练习题目.
1 - 请照抄选段中从“这个同修回来了,大伙都害怕她”到“的桌子上又放了几份真象资料。”之间的文字，首尾两处都包括在内。
2 - 根据选段，2001年10月28日那次，“我”和女儿在北京一共待了多长时间？

选段.
════════════════════
这个同修回来了,大伙都害怕她,谁也不敢接触她。虽然我做着资料员的事,但是我想我们不应该放弃她,而且我时常深深的懊悔自己当时没有当机立断阻止她娘俩進京,我有责任把她从悬崖处拉回来。
想起师父《在2003年美中法会上的讲法》中说:“是因为我们的场不纯、不正,不能起到救度众生、挽救生命的作用,不能震慑邪恶,那不是我们自己的问题吗?!还讲来讲去,还讲什么谁是特务,这个那个的,是不是我们自己的问题哪?是啊。所以在今后大家更要学好法,从而使正念更强,更有能力救度。”
我对她能够回到大法中来,充满信心。当这个同修到我家后,我一边给她讲正法的形势,并帮她找出她所执著圆满,放不下父母情、夫妻情的心,一边对她发正念铲除干扰迫害她的邪恶及黑手烂鬼,给她看新经文。她一开始满嘴都是邪悟的话,并且说不看明慧网,可是随着时间的推移,她逐渐的明白了法理,邪恶一开始24小时监控她,我对她说:“谁监控你,你就向谁讲清真象,你用你们娘俩学大法做好人全家受到迫害的事实和他们讲。”现在这个同修已经完全回到大法中来了。
六、到邪恶老巢去发正念讲真象
2001年10月28日,我和女儿到天安门证实法,一共在北京待了三个多小时,北京的东南西北都未分清楚,只是到天安门广场证实了法,就买票回家了。2004年10月14日,为了近距离发正念捣毁邪恶的老巢,我们又一次来到了北京。
有了上次到北京的经历,这一次,我们的正念更强了。我把大法真象资料分别装到大号的信封里。我们一出门,坐上出租车就开始给司机洪法,到车站下车,我跟司机说:“谢谢你师傅,好人一生平安,请你记住‘真善忍好,记住法轮大法好。’”司机向我们频频招手致意。
在火车上,我两次把真象资料插到洗漱间的镜子旁。到北京站下火车的时候,我又把两封真象资料放在列车员休息的地方,在北京车站里我随着熙熙攘攘的人群,在问事处和卖地图册的桌子上又放了几份真象资料。
════════════════════
记录列表.
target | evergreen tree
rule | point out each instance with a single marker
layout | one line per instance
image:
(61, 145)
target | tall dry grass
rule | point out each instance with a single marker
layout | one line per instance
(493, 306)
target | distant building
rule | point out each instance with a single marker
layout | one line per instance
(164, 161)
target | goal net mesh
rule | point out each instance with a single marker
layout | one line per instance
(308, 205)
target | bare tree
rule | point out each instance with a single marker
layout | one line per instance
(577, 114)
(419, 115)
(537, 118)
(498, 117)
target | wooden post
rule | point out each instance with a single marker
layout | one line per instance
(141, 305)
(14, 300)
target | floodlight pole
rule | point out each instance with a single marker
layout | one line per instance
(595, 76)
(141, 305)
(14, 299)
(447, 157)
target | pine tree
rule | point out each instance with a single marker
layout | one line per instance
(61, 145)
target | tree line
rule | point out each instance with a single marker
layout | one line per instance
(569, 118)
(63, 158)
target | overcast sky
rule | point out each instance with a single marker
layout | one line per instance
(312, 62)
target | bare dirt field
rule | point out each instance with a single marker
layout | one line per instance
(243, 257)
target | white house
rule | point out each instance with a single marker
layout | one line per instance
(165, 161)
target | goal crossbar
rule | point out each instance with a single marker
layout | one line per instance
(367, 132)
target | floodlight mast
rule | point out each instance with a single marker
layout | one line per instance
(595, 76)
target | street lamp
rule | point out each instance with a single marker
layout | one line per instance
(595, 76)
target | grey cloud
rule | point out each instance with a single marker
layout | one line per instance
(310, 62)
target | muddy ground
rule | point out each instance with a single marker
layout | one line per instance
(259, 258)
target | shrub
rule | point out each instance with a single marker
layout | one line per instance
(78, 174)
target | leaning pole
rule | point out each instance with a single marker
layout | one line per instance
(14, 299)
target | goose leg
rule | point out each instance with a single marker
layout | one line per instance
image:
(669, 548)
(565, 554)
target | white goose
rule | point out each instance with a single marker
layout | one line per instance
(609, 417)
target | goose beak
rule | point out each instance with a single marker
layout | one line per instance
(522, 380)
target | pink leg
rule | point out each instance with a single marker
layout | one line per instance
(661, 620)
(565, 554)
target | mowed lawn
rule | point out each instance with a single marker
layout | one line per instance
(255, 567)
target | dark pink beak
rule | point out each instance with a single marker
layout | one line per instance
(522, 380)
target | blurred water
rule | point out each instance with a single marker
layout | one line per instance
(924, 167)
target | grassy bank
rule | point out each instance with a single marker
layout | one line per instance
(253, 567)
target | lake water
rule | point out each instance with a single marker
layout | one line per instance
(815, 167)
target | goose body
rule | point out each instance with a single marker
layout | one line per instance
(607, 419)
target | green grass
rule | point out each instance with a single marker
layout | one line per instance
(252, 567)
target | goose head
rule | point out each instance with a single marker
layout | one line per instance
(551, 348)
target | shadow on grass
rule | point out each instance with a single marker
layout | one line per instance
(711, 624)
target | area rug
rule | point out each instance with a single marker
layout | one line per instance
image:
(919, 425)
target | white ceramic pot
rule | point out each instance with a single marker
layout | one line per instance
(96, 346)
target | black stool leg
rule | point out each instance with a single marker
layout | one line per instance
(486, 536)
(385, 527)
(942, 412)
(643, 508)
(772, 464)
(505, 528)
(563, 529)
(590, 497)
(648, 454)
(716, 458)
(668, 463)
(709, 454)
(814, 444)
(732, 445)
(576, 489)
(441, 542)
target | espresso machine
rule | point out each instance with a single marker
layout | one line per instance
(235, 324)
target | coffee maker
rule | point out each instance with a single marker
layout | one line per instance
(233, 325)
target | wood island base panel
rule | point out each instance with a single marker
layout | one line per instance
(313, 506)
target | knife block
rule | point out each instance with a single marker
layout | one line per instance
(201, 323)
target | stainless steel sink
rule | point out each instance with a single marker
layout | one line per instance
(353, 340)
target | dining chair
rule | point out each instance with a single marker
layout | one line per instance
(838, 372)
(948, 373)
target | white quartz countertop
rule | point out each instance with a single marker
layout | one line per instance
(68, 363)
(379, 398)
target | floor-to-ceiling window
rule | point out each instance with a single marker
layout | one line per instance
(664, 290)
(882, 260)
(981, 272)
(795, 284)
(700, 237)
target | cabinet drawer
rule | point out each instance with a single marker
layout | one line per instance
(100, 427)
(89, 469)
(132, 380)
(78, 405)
════════════════════
练习答案.
1 -
这个同修回来了,大伙都害怕她,谁也不敢接触她。虽然我做着资料员的事,但是我想我们不应该放弃她,而且我时常深深的懊悔自己当时没有当机立断阻止她娘俩進京,我有责任把她从悬崖处拉回来。
想起师父《在2003年美中法会上的讲法》中说:“是因为我们的场不纯、不正,不能起到救度众生、挽救生命的作用,不能震慑邪恶,那不是我们自己的问题吗?!还讲来讲去,还讲什么谁是特务,这个那个的,是不是我们自己的问题哪?是啊。所以在今后大家更要学好法,从而使正念更强,更有能力救度。”
我对她能够回到大法中来,充满信心。当这个同修到我家后,我一边给她讲正法的形势,并帮她找出她所执著圆满,放不下父母情、夫妻情的心,一边对她发正念铲除干扰迫害她的邪恶及黑手烂鬼,给她看新经文。她一开始满嘴都是邪悟的话,并且说不看明慧网,可是随着时间的推移,她逐渐的明白了法理,邪恶一开始24小时监控她,我对她说:“谁监控你,你就向谁讲清真象,你用你们娘俩学大法做好人全家受到迫害的事实和他们讲。”现在这个同修已经完全回到大法中来了。
六、到邪恶老巢去发正念讲真象
2001年10月28日,我和女儿到天安门证实法,一共在北京待了三个多小时,北京的东南西北都未分清楚,只是到天安门广场证实了法,就买票回家了。2004年10月14日,为了近距离发正念捣毁邪恶的老巢,我们又一次来到了北京。
有了上次到北京的经历,这一次,我们的正念更强了。我把大法真象资料分别装到大号的信封里。我们一出门,坐上出租车就开始给司机洪法,到车站下车,我跟司机说:“谢谢你师傅,好人一生平安,请你记住‘真善忍好,记住法轮大法好。’”司机向我们频频招手致意。
在火车上,我两次把真象资料插到洗漱间的镜子旁。到北京站下火车的时候,我又把两封真象资料放在列车员休息的地方,在北京车站里我随着熙熙攘攘的人群,在问事处和卖地图册的桌子上又放了几份真象资料。

2 - 三个多小时。